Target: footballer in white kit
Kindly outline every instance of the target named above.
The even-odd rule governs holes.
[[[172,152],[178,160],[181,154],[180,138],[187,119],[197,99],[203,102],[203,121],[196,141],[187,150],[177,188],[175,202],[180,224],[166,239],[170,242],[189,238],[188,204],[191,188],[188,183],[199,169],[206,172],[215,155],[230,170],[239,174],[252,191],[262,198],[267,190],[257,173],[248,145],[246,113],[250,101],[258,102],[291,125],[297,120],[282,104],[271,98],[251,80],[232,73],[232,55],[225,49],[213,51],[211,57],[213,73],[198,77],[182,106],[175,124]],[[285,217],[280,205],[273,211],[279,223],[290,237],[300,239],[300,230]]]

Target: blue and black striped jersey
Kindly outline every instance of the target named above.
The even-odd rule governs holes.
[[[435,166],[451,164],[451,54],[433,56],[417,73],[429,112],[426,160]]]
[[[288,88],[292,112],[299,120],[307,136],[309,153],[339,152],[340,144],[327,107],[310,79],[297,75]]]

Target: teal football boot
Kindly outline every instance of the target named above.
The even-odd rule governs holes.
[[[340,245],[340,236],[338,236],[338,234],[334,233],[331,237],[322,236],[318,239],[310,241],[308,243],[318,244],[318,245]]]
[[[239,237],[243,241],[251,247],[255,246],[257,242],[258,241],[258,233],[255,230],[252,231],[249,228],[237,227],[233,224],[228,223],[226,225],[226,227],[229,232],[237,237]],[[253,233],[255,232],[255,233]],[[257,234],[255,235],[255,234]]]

-=-=-=-=-

## [EXERCISE BRIEF]
Recast the rows above as a two-column CSV with the header instruction,response. Give one line per row, putting the row's text in the instruction field and its answer in the response field, each field quoted, with line breaks replaced by spaces.

## [REPLY]
instruction,response
"Target: footballer in white kit Kindly outline every instance of the target named above. The even-odd rule governs holes.","[[[172,152],[178,160],[181,154],[180,138],[187,119],[197,99],[203,102],[203,121],[196,141],[187,150],[177,188],[175,202],[180,224],[166,239],[170,242],[189,238],[188,204],[191,188],[188,183],[199,169],[206,172],[215,155],[230,170],[239,174],[252,191],[262,198],[267,190],[257,173],[248,145],[246,113],[250,101],[258,102],[291,125],[297,120],[282,104],[271,98],[251,80],[232,73],[232,55],[225,49],[213,51],[211,57],[213,73],[198,77],[182,106],[175,124]],[[285,217],[280,205],[273,211],[279,223],[290,237],[300,239],[300,230]]]"
"Target: blue and black striped jersey Kindly outline every instance of the target named above. The even-odd rule governs holes.","[[[435,166],[451,164],[451,54],[433,56],[417,73],[429,112],[426,160]]] [[[288,88],[292,112],[299,120],[307,136],[309,153],[339,152],[340,144],[327,107],[310,79],[297,75]]]"
"Target: teal football boot Kindly outline every instance of the target named above. The even-odd rule governs holes.","[[[340,245],[340,236],[338,236],[338,234],[334,233],[331,237],[322,236],[318,239],[310,241],[308,243],[318,244],[318,245]]] [[[239,237],[243,241],[251,247],[255,246],[257,242],[258,241],[258,233],[255,230],[252,231],[249,228],[237,227],[233,224],[228,223],[226,225],[226,227],[229,232],[237,237]],[[253,233],[255,232],[255,233]],[[257,234],[255,235],[255,234]]]"